Try it — Print, with no pictures, the exact lines that run from the one containing "task | for every instance of the green foliage, place" through the last line of the material below, both ends included.

Recorded information —
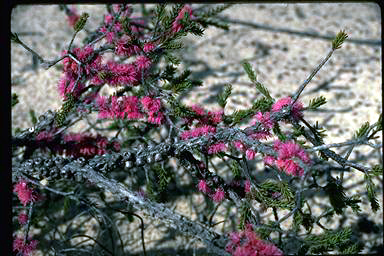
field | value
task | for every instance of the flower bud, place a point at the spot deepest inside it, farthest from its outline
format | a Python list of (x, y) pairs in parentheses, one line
[(81, 23)]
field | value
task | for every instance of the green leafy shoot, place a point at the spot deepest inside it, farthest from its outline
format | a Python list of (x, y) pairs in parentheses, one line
[(371, 193), (252, 76), (377, 170), (248, 69), (316, 102), (223, 96), (339, 40), (380, 123), (14, 99), (81, 22), (33, 117), (213, 11), (15, 38), (362, 130)]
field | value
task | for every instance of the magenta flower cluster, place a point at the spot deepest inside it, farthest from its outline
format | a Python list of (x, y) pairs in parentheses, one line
[(248, 243), (289, 157)]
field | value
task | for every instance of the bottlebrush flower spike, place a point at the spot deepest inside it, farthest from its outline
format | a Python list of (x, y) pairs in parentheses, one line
[(148, 47), (204, 130), (239, 145), (288, 153), (25, 194), (73, 17), (25, 249), (219, 195), (264, 119), (296, 108), (247, 186), (248, 243), (203, 187), (23, 218), (217, 147), (142, 63), (250, 154), (177, 26)]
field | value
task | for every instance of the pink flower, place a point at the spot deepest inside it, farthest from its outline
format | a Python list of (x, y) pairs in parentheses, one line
[(25, 194), (204, 130), (110, 36), (108, 19), (142, 63), (250, 154), (177, 26), (239, 145), (247, 243), (73, 17), (217, 116), (45, 136), (148, 47), (23, 218), (219, 195), (156, 118), (269, 160), (264, 119), (198, 110), (296, 108), (288, 155), (217, 147), (150, 104), (118, 27), (247, 186), (203, 187), (25, 249)]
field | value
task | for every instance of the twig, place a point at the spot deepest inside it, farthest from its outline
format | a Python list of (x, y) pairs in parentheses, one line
[(314, 72)]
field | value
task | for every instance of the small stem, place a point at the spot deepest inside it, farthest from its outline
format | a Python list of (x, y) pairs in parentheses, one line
[(314, 72)]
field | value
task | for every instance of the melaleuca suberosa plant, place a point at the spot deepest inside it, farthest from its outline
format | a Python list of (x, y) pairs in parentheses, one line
[(123, 163)]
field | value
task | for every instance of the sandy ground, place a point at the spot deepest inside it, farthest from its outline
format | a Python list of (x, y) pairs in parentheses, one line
[(351, 81)]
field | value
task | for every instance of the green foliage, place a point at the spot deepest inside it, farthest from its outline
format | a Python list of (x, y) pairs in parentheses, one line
[(362, 130), (179, 109), (211, 12), (237, 116), (353, 202), (181, 83), (81, 22), (245, 215), (235, 168), (15, 38), (263, 104), (14, 99), (339, 40), (320, 132), (304, 219), (150, 190), (380, 123), (223, 96), (334, 189), (171, 58), (371, 192), (67, 107), (252, 76), (212, 22), (332, 240), (163, 175), (173, 45), (285, 198), (377, 170), (277, 131), (316, 102), (33, 117)]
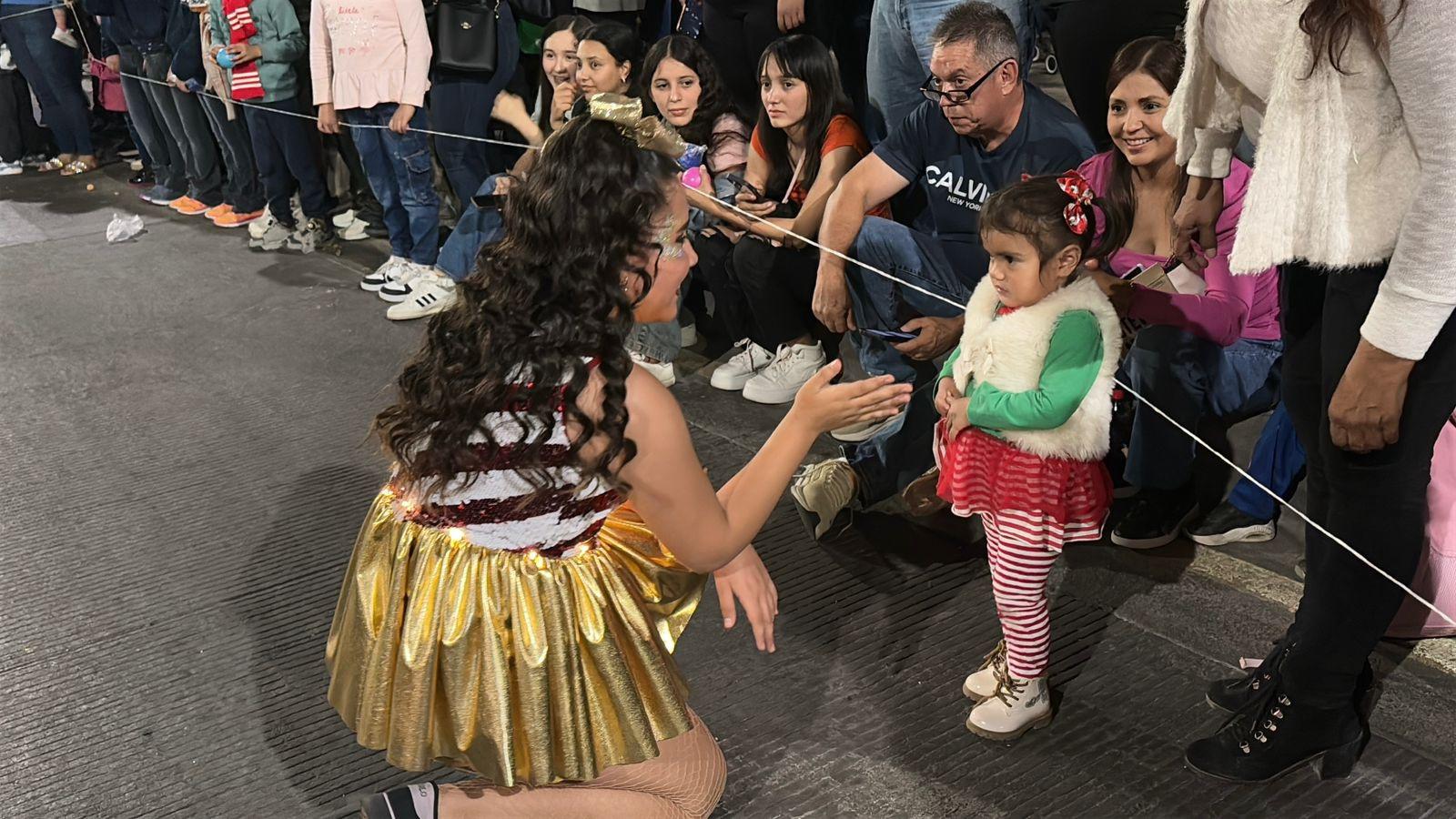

Final answer —
task | for every instance of the green foliage, place a point at the spot deepest inside it, farthest from its outline
format | a Python list of (x, y) pairs in parentheses, one line
[(362, 130), (179, 109), (211, 12), (237, 116), (353, 202), (181, 83), (81, 22), (245, 215), (235, 168), (15, 38), (263, 104), (14, 99), (339, 40), (320, 132), (304, 219), (150, 190), (380, 123), (223, 96), (334, 189), (171, 58), (371, 192), (67, 107), (252, 76), (212, 22), (332, 240), (163, 175), (173, 45), (285, 198), (377, 170), (277, 131), (316, 102), (33, 117)]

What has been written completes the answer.